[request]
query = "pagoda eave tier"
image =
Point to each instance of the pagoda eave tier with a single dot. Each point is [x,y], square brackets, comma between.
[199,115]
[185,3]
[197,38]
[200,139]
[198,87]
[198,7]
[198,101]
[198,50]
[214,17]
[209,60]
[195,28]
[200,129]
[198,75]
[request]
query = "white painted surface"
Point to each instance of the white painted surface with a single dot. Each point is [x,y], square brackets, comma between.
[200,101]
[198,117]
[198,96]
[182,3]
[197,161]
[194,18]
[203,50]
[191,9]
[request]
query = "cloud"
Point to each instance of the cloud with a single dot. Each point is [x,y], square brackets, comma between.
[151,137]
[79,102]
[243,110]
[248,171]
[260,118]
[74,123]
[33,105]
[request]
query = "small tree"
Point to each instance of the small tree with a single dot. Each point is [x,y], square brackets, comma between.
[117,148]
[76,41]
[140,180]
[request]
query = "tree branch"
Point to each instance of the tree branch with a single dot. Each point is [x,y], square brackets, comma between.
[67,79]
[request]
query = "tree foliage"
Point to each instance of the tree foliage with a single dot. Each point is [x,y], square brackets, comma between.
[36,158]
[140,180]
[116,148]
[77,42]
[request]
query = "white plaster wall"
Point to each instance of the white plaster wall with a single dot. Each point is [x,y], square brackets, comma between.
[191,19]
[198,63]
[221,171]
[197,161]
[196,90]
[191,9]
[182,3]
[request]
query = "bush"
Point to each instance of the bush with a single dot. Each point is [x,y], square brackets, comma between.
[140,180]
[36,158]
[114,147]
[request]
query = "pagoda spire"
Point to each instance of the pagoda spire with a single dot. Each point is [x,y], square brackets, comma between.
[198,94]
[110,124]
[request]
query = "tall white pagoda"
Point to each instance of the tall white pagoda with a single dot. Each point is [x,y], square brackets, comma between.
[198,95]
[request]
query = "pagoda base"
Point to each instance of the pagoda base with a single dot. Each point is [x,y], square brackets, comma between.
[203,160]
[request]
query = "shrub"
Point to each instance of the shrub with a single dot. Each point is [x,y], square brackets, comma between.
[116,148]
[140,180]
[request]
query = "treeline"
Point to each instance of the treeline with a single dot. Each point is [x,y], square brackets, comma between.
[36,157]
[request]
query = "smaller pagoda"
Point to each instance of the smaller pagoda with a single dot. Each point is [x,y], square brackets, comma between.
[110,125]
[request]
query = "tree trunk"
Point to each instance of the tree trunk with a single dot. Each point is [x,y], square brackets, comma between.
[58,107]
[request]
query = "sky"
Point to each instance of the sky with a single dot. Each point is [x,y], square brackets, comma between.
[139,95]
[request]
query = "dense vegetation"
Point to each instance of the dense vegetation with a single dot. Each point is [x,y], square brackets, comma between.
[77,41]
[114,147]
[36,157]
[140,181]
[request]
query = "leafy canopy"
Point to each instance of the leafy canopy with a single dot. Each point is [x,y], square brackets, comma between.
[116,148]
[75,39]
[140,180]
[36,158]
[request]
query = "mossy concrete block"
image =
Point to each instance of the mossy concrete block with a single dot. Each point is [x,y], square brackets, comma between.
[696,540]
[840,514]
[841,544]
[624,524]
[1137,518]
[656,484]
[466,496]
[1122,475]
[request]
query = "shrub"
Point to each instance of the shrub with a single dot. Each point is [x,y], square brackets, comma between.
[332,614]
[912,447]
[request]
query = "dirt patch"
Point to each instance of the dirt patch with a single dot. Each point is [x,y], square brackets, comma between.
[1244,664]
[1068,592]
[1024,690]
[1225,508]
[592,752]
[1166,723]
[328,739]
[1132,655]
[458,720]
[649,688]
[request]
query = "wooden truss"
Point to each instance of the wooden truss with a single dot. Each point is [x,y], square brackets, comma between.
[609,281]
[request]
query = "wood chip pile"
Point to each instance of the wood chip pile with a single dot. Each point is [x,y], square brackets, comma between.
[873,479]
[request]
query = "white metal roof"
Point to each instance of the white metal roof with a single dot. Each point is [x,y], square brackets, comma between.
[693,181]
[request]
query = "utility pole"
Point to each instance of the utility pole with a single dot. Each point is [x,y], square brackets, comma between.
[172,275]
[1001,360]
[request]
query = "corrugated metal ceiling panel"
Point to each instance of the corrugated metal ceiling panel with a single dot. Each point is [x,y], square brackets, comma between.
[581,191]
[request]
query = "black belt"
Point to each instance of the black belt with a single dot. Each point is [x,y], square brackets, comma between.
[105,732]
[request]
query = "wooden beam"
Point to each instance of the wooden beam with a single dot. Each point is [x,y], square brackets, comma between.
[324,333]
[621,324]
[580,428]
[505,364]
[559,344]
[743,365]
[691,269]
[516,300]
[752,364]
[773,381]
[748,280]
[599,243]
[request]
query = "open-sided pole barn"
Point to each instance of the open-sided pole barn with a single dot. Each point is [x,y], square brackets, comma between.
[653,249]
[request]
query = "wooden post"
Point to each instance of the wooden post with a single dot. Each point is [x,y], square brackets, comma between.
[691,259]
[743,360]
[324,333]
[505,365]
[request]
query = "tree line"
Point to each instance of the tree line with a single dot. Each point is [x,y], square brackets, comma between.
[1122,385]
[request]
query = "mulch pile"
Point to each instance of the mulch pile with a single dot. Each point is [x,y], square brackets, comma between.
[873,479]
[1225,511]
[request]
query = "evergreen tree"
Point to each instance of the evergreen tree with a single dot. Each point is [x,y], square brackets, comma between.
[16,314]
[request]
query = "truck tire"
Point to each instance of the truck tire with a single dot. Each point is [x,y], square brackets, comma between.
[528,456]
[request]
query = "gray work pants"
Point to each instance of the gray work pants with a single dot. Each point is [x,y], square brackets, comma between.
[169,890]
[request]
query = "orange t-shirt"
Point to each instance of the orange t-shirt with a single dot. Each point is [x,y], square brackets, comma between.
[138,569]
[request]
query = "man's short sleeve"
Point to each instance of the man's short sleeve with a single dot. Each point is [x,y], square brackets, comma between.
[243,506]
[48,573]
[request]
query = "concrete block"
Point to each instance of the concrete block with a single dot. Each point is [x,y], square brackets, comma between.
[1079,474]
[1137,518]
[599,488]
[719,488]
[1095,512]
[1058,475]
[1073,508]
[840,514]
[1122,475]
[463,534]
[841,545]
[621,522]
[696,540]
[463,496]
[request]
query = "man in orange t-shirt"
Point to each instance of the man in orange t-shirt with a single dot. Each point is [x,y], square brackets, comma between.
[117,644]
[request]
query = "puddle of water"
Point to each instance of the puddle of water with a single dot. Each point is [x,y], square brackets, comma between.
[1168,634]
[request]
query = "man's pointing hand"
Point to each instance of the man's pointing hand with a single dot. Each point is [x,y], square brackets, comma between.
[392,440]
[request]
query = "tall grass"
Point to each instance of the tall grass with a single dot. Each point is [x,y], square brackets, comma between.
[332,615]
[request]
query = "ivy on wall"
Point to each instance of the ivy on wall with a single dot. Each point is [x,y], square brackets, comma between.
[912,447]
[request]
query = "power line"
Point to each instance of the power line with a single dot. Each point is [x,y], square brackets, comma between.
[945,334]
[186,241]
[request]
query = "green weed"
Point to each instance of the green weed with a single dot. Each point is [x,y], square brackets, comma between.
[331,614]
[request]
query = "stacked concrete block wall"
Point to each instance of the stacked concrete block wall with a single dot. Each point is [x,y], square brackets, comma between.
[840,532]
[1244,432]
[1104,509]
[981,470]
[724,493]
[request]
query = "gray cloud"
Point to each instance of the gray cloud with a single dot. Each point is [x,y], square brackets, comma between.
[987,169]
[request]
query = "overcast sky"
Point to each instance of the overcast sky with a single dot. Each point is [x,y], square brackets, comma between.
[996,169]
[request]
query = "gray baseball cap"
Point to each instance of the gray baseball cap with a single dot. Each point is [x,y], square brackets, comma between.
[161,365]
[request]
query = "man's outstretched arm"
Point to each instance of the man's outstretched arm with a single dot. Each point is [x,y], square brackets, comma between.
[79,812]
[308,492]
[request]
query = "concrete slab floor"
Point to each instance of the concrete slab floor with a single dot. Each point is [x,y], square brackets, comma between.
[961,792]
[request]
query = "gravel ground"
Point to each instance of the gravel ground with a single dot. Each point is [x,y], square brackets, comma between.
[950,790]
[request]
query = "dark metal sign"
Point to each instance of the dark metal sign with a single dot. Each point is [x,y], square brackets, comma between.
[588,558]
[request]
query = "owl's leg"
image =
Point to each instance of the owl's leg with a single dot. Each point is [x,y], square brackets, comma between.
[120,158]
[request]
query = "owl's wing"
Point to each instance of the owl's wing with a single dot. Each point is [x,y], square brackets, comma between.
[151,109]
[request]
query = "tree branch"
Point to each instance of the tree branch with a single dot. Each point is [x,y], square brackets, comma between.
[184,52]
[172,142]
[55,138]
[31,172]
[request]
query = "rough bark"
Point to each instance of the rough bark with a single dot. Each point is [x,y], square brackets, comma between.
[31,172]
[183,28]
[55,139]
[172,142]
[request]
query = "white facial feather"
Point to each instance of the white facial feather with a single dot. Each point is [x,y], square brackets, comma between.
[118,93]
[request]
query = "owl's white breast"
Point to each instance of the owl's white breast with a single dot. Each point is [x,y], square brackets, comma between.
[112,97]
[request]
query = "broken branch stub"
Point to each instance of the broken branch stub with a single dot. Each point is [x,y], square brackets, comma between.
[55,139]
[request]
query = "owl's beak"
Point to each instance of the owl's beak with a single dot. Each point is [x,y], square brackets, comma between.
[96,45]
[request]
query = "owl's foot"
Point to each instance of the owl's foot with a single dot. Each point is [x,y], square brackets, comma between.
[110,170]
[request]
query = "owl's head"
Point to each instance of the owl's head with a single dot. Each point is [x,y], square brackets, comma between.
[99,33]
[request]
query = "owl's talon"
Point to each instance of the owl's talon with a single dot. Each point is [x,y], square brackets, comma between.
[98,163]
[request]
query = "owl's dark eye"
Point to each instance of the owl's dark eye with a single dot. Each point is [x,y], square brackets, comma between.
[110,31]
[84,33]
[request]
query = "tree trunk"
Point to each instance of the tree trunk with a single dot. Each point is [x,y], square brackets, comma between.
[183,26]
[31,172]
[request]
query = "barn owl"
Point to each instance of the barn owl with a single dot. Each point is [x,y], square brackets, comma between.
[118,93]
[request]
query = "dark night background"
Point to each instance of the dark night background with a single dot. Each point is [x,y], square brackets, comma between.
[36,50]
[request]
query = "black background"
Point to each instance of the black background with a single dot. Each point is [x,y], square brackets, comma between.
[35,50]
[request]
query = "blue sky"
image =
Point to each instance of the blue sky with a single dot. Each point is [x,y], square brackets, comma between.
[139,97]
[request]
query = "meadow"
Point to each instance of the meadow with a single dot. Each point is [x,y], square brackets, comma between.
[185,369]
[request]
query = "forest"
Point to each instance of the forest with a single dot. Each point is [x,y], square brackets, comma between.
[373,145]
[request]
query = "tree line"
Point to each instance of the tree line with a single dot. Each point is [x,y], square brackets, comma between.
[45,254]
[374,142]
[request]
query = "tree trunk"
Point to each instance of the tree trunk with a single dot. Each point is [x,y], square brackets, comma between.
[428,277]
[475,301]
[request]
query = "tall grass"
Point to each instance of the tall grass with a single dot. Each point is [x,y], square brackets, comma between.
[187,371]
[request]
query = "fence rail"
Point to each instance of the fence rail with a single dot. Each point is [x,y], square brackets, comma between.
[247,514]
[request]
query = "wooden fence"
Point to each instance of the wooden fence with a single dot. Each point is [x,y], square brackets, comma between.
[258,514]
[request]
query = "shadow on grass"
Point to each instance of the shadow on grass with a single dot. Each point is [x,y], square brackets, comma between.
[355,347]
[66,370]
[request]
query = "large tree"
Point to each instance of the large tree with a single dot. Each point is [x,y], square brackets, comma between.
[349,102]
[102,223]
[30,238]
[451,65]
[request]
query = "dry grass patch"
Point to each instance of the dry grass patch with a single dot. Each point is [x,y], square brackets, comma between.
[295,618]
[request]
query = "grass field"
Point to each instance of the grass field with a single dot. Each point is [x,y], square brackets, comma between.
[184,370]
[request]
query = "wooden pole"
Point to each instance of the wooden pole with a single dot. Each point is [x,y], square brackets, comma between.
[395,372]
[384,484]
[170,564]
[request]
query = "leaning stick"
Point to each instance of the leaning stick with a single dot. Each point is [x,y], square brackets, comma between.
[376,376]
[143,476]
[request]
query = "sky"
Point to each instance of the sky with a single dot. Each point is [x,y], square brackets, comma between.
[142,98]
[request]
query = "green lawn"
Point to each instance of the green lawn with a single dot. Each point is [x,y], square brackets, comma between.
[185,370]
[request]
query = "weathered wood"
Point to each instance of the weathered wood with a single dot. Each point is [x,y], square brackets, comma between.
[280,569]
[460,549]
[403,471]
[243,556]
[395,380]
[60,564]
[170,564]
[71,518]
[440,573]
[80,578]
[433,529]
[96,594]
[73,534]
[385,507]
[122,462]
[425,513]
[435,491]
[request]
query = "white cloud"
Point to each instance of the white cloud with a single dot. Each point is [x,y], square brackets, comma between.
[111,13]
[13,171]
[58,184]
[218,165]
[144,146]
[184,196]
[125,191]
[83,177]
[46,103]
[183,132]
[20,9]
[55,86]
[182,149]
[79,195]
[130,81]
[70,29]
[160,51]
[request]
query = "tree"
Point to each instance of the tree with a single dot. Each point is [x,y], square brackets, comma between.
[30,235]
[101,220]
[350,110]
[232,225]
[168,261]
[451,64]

WORK REQUIRED:
How many lines in the rows above contain the string "truss"? Matching is case-sensitive. Give only the number.

FULL RESPONSE:
2